[What to produce] Exact copy, no pictures: output all the records that follow.
════════
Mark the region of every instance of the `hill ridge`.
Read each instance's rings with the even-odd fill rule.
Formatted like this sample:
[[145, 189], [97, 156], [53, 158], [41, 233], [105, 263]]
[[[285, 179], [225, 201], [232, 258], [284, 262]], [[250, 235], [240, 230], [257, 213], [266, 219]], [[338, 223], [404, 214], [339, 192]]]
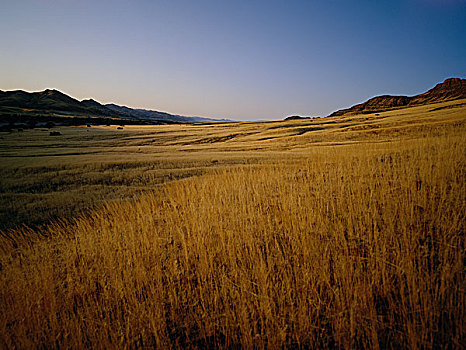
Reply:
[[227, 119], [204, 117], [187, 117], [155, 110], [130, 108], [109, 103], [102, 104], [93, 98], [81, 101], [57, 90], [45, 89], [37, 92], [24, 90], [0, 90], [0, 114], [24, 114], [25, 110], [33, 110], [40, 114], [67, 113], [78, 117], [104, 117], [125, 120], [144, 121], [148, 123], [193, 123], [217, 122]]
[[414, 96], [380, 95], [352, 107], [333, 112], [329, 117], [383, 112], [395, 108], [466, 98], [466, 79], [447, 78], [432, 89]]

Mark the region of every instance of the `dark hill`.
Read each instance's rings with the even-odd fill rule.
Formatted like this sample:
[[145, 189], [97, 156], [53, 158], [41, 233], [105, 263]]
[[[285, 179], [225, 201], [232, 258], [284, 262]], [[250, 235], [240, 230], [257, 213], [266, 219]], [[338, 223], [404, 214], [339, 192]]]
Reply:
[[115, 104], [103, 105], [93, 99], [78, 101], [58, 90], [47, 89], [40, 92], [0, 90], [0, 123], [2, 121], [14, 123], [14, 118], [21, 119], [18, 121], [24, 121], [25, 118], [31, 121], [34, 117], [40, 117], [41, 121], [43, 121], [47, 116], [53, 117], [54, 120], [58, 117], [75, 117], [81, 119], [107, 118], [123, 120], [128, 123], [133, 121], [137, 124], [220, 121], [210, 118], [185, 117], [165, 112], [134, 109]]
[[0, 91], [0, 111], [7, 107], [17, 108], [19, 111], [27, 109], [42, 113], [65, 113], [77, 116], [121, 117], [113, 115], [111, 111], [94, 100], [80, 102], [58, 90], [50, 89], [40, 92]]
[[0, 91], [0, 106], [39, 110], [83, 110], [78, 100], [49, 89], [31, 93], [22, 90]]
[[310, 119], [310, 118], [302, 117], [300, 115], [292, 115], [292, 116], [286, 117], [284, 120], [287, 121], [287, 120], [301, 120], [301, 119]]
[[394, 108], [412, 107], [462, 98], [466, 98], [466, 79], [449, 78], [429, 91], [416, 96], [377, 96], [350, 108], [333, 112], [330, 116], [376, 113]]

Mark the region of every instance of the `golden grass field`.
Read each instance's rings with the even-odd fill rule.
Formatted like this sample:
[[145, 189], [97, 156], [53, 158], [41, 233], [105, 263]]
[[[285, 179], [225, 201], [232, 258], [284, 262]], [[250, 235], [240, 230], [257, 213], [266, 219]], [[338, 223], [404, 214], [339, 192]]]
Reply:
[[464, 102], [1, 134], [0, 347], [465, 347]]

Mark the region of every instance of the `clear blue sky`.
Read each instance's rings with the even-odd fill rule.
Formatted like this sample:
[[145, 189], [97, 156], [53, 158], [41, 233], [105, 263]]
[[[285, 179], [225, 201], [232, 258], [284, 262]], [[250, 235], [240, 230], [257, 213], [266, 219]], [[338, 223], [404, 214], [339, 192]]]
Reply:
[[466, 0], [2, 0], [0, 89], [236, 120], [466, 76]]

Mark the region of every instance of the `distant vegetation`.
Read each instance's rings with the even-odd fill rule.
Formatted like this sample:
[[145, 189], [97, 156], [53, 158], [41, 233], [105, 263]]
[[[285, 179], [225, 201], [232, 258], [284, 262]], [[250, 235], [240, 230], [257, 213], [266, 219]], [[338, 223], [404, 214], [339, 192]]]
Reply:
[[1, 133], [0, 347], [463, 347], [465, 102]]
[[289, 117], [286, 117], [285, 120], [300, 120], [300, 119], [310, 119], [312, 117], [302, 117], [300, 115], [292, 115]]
════════
[Completed exercise]
Mark the region of every instance of the `hill ridge`.
Read each instance's rings with the even-odd fill rule.
Formatted like this sample:
[[145, 189], [97, 156], [53, 158], [41, 233], [105, 263]]
[[[285, 179], [225, 201], [232, 258], [284, 262]], [[250, 235], [240, 230], [257, 213], [266, 219]], [[338, 223], [404, 214], [339, 192]]]
Reply:
[[227, 119], [204, 117], [187, 117], [155, 110], [130, 108], [109, 103], [102, 104], [93, 98], [81, 101], [57, 90], [45, 89], [37, 92], [24, 90], [0, 90], [0, 114], [24, 114], [25, 110], [33, 110], [40, 114], [67, 113], [78, 117], [104, 117], [125, 120], [144, 121], [148, 123], [193, 123], [217, 122]]
[[414, 96], [380, 95], [352, 107], [333, 112], [329, 117], [383, 112], [395, 108], [466, 98], [466, 79], [447, 78], [432, 89]]

Mark the region of every instance of the `dark hill`.
Read each instance's rings with the even-odd fill rule.
Formatted like this sample:
[[145, 189], [97, 156], [53, 158], [41, 233], [105, 263]]
[[[285, 179], [225, 201], [232, 258], [284, 262]], [[250, 235], [240, 230], [257, 213], [266, 219]], [[338, 223], [404, 214], [339, 192]]]
Reply:
[[115, 104], [103, 105], [93, 99], [78, 101], [58, 90], [47, 89], [40, 92], [0, 90], [0, 123], [2, 121], [14, 123], [14, 118], [21, 119], [18, 121], [24, 121], [25, 118], [31, 121], [34, 117], [40, 117], [41, 121], [43, 121], [47, 116], [53, 117], [54, 120], [58, 117], [75, 117], [81, 119], [107, 118], [123, 120], [128, 123], [133, 121], [137, 124], [220, 121], [210, 118], [185, 117], [165, 112], [134, 109]]
[[0, 91], [0, 111], [7, 107], [17, 108], [19, 111], [27, 109], [42, 113], [65, 113], [77, 116], [121, 117], [113, 115], [111, 111], [94, 100], [80, 102], [58, 90], [50, 89], [40, 92]]
[[0, 91], [0, 106], [39, 110], [83, 110], [78, 100], [49, 89], [31, 93], [22, 90]]
[[310, 119], [310, 118], [302, 117], [300, 115], [292, 115], [292, 116], [286, 117], [284, 120], [287, 121], [287, 120], [301, 120], [301, 119]]
[[394, 108], [412, 107], [462, 98], [466, 98], [466, 79], [449, 78], [429, 91], [416, 96], [377, 96], [350, 108], [333, 112], [330, 116], [376, 113]]

Mark the region of every instance of the `golden grass field`.
Read each instance's rings with the even-odd fill rule.
Formatted like this sample:
[[145, 189], [97, 156], [53, 158], [41, 233], [105, 263]]
[[[285, 179], [225, 201], [232, 258], [284, 262]], [[250, 235], [240, 230], [257, 213], [266, 219]], [[338, 223], [404, 214], [339, 192]]]
Reply:
[[464, 102], [1, 134], [0, 347], [465, 347]]

Mark the region of every instance of the `clear blue sky`.
Read each instance's rings with the even-odd fill rule.
Formatted like this sample:
[[145, 189], [97, 156], [53, 158], [41, 233], [105, 263]]
[[[285, 179], [225, 201], [232, 258], [284, 262]], [[250, 235], [240, 230], [257, 213], [266, 219]], [[338, 223], [404, 214], [339, 192]]]
Reply:
[[466, 0], [2, 0], [0, 89], [236, 120], [466, 76]]

Mark the region of every instance of the `distant vegetation`.
Read each instance's rings with the even-odd fill rule.
Formatted like this sample:
[[145, 189], [97, 156], [53, 158], [41, 233], [105, 263]]
[[[285, 179], [225, 201], [232, 258], [284, 262]], [[250, 235], [240, 230], [257, 213], [266, 219]], [[338, 223], [404, 214], [339, 192]]]
Reply:
[[1, 133], [0, 347], [463, 347], [465, 102]]
[[289, 117], [286, 117], [285, 120], [300, 120], [300, 119], [310, 119], [312, 117], [302, 117], [300, 115], [292, 115]]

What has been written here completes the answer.